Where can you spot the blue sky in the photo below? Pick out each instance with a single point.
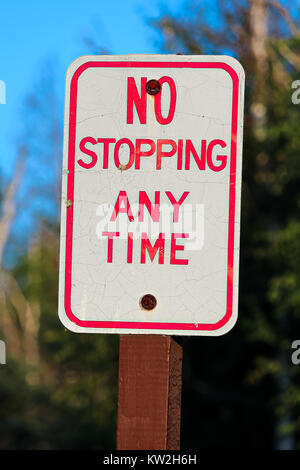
(34, 30)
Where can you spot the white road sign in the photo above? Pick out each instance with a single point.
(151, 189)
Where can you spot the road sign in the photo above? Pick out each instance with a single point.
(151, 188)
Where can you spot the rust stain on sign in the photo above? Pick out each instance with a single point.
(149, 399)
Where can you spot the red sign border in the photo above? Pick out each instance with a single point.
(70, 197)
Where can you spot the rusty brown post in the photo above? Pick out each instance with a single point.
(149, 398)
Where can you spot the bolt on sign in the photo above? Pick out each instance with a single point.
(151, 190)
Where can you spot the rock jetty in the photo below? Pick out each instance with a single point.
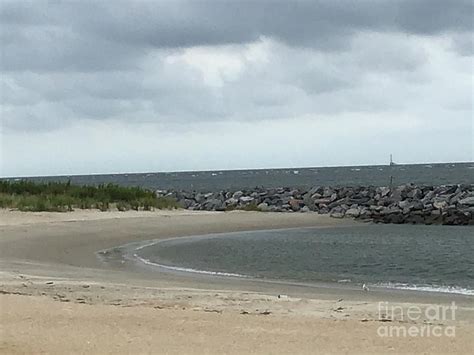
(446, 204)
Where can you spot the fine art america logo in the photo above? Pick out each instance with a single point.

▶ Required work: Copy out the listing above in full and keep the pictures out.

▶ Result of the task:
Where can you spot the blue sky in the photo below? Pick out each instance with a single point.
(34, 30)
Where can you spot the white road sign in the photo above? Pick out each instance with a single point.
(151, 189)
Where can you spot the road sign in the photo above? Pick out each instance with a single point.
(151, 188)
Where can you spot the rust stain on sign in the photo above? Pick out each instance with a single point.
(149, 399)
Where can you spot the red sign border in the photo above? Pick out each instance with a single point.
(70, 197)
Where can you spot the rusty brown post in the photo above? Pick out each instance with a single point.
(149, 398)
Where can you spot the bolt on sign in the photo above? Pick out each instance with a single point.
(151, 190)
Where can you spot the rock jetty in the photo below? Pick out each instance with a single point.
(446, 204)
Where can you spot the fine art america logo in the photo above? Pick out each instance with a single point.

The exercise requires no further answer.